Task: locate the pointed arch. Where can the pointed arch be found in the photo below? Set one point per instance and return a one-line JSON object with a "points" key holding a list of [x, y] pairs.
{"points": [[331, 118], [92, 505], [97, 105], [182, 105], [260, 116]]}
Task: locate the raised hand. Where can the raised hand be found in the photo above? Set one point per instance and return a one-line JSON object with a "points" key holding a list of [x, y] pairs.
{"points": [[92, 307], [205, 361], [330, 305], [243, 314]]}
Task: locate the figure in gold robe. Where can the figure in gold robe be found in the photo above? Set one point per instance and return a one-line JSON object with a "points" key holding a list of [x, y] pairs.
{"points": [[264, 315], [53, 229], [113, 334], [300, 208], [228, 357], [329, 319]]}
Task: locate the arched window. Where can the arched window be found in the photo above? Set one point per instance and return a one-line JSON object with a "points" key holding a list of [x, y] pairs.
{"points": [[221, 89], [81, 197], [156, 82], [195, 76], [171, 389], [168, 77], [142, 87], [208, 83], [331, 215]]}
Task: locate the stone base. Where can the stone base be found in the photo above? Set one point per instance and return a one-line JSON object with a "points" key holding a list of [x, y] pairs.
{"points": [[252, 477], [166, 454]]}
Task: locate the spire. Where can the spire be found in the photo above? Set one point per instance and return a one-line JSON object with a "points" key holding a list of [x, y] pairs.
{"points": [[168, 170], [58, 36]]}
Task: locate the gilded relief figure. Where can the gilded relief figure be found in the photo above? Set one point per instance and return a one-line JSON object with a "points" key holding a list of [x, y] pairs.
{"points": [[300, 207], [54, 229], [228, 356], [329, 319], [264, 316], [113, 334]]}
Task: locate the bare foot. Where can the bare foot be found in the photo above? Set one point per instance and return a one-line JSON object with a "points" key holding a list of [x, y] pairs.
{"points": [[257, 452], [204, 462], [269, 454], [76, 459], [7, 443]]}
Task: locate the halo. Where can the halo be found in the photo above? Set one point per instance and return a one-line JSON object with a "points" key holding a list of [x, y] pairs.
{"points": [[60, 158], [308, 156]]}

__________

The request » Can you repeat all nine items above verbatim?

Answer for this exercise »
Task: locate the pointed arch. Where can the pointed arch be found in the photo below? Set one point per instance and return a one-line JSON object with a "points" key holding a list of [x, y] pairs.
{"points": [[331, 118], [92, 505], [97, 105], [182, 105], [260, 116]]}
Task: locate the raised hand. Where can the raised hand be found in the photo above? Set one point per instance and return a one-line JSON object with a "points" key holding a list of [x, y] pairs.
{"points": [[92, 307], [205, 361], [330, 305], [243, 314]]}
Task: locate the figure in gold robe. Where can the figure in gold robe be found in the photo above? Set one point per instance and return a one-line JSON object with a "points" key holding a list of [x, y] pairs.
{"points": [[264, 315], [53, 229], [113, 334], [300, 208], [228, 357], [329, 319]]}
Task: locate the arched window. Where can the arched window be found in the photo above? Set one point per instance and return a one-line JSON object with a "points" key holding a list of [x, y] pairs.
{"points": [[221, 89], [81, 197], [156, 82], [195, 76], [171, 389], [168, 77], [142, 87], [208, 83], [331, 215]]}
Task: locate the stone base. Where can the stone base be found in the photo above? Set one point per instance and return a one-line JSON object with a "points" key holding a list of [x, y] pairs.
{"points": [[252, 477], [166, 454]]}
Task: locate the spire. Where can the spire be found in the photo above? Set one point per instance and return a one-line JSON object with a "points" key holding a list of [x, y] pairs.
{"points": [[168, 170], [58, 36]]}
Task: locate the gilded relief figure. Where can the gilded relief figure be found in the photo above? Set one point per instance and return a one-line JSON object with a "points" key holding a list of [x, y] pairs.
{"points": [[300, 207], [54, 229], [228, 356], [329, 319], [264, 316], [113, 334]]}
Task: locate the bare foot. Where can the bare foot be found in the photo above? Set one point per instance and return a one-line JSON object with a "points" key holding a list of [x, y] pairs.
{"points": [[257, 452], [204, 462], [269, 454], [76, 459], [7, 443]]}
Task: locate the halo. Where can the halo be found in the photo above? Set one point per instance and return a one-line JSON object with a "points" key holding a list of [x, y] pairs.
{"points": [[60, 158], [308, 156]]}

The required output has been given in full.